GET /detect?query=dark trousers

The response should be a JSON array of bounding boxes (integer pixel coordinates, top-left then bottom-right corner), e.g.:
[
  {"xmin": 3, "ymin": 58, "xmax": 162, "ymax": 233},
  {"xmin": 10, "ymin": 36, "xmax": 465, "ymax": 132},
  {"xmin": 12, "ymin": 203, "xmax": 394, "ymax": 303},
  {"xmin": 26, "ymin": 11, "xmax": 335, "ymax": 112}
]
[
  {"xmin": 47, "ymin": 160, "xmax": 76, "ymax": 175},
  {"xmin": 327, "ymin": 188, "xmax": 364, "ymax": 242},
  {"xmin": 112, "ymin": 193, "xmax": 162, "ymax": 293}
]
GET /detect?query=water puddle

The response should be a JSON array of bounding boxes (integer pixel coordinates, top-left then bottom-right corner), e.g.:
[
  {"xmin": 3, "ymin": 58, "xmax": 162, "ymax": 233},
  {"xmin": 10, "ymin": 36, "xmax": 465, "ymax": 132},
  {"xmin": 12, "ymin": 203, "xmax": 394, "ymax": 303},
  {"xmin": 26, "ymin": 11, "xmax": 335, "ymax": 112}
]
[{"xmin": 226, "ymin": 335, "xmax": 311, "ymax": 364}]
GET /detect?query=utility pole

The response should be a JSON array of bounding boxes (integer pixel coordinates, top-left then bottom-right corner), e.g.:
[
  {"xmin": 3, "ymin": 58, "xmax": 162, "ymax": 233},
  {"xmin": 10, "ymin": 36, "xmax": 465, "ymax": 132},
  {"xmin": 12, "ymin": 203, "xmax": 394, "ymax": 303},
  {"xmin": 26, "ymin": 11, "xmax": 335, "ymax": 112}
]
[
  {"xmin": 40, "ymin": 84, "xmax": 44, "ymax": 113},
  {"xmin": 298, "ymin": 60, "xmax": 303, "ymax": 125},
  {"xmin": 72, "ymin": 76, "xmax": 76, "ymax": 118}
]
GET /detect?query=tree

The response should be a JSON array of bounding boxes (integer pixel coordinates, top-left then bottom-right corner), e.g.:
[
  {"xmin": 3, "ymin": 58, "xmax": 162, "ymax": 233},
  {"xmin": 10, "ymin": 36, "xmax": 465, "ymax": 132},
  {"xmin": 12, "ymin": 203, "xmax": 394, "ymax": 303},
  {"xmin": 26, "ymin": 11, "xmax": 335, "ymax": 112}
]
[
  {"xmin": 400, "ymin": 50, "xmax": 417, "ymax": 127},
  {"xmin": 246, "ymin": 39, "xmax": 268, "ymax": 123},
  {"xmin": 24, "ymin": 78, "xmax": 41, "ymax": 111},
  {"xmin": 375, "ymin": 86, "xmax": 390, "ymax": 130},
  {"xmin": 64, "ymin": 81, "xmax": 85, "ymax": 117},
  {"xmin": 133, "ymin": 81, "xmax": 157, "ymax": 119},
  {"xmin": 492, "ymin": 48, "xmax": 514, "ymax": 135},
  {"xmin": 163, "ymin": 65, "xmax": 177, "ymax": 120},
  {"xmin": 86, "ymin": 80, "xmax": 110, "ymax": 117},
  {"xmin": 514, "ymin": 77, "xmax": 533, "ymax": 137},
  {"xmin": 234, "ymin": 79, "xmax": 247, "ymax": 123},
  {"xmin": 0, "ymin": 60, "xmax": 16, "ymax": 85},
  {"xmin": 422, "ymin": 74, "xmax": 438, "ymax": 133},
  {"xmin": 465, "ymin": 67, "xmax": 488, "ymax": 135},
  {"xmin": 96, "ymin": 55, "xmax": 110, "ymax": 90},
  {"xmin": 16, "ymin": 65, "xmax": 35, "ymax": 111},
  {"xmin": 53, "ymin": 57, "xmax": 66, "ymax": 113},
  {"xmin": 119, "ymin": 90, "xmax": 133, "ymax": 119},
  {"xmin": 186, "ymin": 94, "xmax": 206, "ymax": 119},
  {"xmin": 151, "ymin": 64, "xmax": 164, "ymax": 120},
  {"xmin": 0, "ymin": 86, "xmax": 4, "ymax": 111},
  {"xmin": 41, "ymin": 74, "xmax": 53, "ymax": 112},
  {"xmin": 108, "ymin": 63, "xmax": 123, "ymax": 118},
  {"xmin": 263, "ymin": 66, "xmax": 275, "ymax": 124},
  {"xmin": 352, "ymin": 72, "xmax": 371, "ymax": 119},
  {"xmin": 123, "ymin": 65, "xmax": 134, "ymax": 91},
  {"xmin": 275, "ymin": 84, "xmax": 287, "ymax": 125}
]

WORK TO COMPLETE ▸ Scan the records for the string "query". Copy each line in which it appears.

RESULT OF THIS TASK ▸
GET /detect?query=dark trousers
GET /detect?query=water puddle
GET /detect?query=utility pole
GET /detect?query=tree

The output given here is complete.